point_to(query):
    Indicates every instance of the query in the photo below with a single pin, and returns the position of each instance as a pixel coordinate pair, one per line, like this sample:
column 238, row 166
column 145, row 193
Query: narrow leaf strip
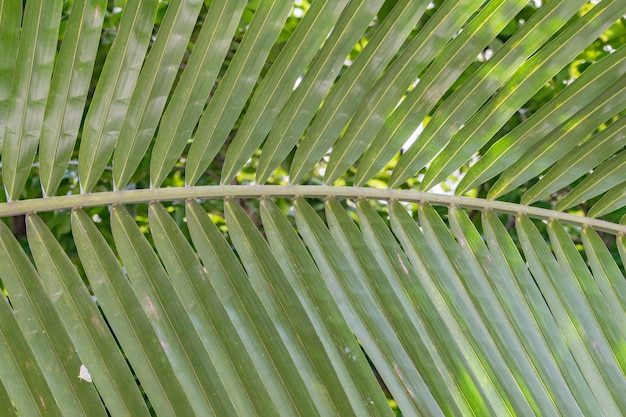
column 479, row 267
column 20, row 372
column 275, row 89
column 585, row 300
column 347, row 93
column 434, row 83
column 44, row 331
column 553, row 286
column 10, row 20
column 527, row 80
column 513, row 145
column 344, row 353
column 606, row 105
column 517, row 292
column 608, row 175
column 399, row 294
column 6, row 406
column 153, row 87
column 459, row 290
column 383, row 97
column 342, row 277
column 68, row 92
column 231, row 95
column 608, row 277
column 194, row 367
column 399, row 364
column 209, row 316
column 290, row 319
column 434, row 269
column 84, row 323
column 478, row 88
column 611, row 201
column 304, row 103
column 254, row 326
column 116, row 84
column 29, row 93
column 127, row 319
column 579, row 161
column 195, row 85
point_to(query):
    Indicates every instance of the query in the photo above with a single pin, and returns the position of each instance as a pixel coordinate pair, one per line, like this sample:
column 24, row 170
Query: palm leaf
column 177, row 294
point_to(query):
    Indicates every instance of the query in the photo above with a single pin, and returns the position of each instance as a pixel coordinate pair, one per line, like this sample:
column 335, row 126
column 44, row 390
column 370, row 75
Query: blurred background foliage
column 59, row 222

WHAT THE TASK REQUIRES — What the answer needs is every line from the one containing "Query: narrow leaf strip" through the final line of the data above, copied exactly, without pictures.

ANSWER TO THE PROBLEM —
Query: narrow leaf strip
column 479, row 267
column 20, row 372
column 275, row 89
column 585, row 300
column 347, row 93
column 434, row 83
column 44, row 331
column 553, row 286
column 10, row 20
column 527, row 80
column 513, row 145
column 344, row 353
column 606, row 105
column 517, row 292
column 608, row 175
column 399, row 294
column 6, row 406
column 153, row 87
column 459, row 290
column 383, row 97
column 342, row 277
column 68, row 92
column 231, row 95
column 608, row 277
column 194, row 367
column 399, row 364
column 209, row 316
column 290, row 319
column 434, row 269
column 84, row 323
column 478, row 88
column 611, row 201
column 304, row 103
column 254, row 326
column 116, row 84
column 29, row 93
column 127, row 319
column 579, row 161
column 195, row 85
point_to(query):
    Indicates every instance of the query in the photo above with a single pin, and returns the position of each instance as a pixel coordinate pair, one per line, like this sample:
column 24, row 170
Query: palm leaf
column 177, row 294
point_to(query):
    Indicates every instance of the query in the photo above with a single pin, and returns the position of each instance as a pixel coordinate pair, one per line, like this sample:
column 335, row 126
column 44, row 390
column 370, row 75
Query: blurred background foliage
column 59, row 222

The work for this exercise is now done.